- Texto fornecido:
......
2025/09/14

Mário Cláudio ao SEMANÁRIO

“Todos somos uma minoria”

A cultura étnica faz transparecer o carácter híbrido motivador do tecido estruturante da obra de Mário Cláudio, “Oríon”, a segunda de uma “tríade” literária.

A propositada criação de uma linguagem miscigenada, como forma de mostrar ao leitor o traço construtor de cada palavra, e de o encaminhar bem para lá dos tempos, com a imagem do presente como berço de uma narrativa e de uma conversa que abandona a ficção.

A constelação Oríon, é representada pelo mito simbólico renascido da lenda de um caçador, que depois de tantas aventuras se transforma em constelação celeste.

Todavia “Oríon”, no livro de Mário Cláudio, é o relato, que sob a forma de romance metafórico aproveita o verídico acontecimento histórico do envio de um punhado de crianças judias, em 1443, no reinado de D. João II, para o arquipélago de S. Tomé e Príncipe, o que ” faz pensar em algo tão característico da condição humana, na qual todos nós somos crianças de alguma maneira abandonadas numa ilha, tentando contemplar o horizonte, onde por vezes avistamos uma constelação que interpretamos como sinal de esperança, de possibilidade da realização de um sonho futuro”.
......
Excertos do conjunto de dados de apontamento:
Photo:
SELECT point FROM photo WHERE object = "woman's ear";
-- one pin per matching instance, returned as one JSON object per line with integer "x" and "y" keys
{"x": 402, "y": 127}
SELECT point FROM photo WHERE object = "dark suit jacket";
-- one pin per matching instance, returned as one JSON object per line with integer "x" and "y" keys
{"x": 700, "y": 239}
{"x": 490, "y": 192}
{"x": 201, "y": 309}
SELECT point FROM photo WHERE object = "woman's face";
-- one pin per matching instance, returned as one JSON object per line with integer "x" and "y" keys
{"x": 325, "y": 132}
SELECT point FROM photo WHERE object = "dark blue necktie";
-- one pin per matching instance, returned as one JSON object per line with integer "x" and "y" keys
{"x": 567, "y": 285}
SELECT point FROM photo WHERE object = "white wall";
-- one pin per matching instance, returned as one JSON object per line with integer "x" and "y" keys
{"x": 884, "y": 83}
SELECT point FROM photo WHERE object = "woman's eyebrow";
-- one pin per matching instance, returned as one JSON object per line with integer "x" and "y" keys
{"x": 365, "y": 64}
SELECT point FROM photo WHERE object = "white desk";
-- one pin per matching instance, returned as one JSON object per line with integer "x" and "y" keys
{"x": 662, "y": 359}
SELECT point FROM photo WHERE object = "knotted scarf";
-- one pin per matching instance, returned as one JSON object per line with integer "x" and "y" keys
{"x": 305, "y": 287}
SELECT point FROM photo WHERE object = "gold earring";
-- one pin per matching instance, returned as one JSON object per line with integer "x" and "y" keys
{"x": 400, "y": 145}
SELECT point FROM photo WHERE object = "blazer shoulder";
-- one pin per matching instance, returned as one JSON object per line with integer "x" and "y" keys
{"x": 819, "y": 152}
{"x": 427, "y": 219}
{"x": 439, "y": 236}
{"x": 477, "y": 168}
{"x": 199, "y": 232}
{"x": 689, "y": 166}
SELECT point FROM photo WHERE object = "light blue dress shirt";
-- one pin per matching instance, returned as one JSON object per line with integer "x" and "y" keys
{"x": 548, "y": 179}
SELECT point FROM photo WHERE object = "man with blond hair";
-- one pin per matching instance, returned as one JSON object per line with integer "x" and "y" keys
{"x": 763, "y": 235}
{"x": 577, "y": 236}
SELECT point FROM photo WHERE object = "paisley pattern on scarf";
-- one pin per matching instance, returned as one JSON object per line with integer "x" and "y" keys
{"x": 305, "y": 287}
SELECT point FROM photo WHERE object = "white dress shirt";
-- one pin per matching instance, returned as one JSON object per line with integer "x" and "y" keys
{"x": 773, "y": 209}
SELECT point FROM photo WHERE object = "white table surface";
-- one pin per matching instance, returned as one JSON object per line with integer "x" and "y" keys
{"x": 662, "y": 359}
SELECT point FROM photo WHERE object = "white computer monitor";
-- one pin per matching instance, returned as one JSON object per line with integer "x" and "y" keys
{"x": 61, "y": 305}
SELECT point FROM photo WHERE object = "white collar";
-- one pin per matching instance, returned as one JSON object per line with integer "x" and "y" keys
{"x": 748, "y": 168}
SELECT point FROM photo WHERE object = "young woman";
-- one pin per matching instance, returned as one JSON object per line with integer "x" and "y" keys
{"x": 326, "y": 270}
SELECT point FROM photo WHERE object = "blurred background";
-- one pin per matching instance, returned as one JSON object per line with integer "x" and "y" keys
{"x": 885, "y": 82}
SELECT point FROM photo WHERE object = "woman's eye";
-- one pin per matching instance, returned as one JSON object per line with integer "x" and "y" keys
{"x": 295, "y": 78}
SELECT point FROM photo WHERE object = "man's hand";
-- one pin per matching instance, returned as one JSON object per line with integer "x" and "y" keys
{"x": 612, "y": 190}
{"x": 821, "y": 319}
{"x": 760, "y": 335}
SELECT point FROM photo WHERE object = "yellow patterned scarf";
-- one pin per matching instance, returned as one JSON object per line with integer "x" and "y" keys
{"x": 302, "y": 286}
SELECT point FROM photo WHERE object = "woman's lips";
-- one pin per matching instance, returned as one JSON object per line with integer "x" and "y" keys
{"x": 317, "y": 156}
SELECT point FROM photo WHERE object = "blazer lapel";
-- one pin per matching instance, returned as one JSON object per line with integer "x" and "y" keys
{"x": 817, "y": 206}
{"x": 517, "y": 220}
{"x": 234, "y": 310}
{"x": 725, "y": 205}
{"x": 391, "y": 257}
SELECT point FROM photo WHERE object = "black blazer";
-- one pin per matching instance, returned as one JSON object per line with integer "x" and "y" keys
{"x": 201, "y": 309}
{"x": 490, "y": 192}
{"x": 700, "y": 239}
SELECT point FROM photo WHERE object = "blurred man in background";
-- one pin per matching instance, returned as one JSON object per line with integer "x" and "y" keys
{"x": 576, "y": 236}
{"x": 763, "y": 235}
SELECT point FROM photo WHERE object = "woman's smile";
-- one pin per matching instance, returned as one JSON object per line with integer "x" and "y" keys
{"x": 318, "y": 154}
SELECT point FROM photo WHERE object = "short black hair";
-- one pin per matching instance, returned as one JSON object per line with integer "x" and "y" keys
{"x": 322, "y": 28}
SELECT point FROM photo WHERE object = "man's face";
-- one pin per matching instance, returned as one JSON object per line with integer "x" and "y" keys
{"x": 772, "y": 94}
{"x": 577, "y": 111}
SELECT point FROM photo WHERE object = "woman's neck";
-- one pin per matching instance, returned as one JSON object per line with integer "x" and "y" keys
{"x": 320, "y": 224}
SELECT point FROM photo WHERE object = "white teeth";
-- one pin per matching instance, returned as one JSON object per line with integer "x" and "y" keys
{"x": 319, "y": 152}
......
- Enunciado da tarefa:
Reproduza fielmente o trecho do texto sobre o romance “Oríon” que vai de “A propositada criação” até “em constelação celeste.”.

- Resposta escrita:
A propositada criação de uma linguagem miscigenada, como forma de mostrar ao leitor o traço construtor de cada palavra, e de o encaminhar bem para lá dos tempos, com a imagem do presente como berço de uma narrativa e de uma conversa que abandona a ficção.

A constelação Oríon, é representada pelo mito simbólico renascido da lenda de um caçador, que depois de tantas aventuras se transforma em constelação celeste.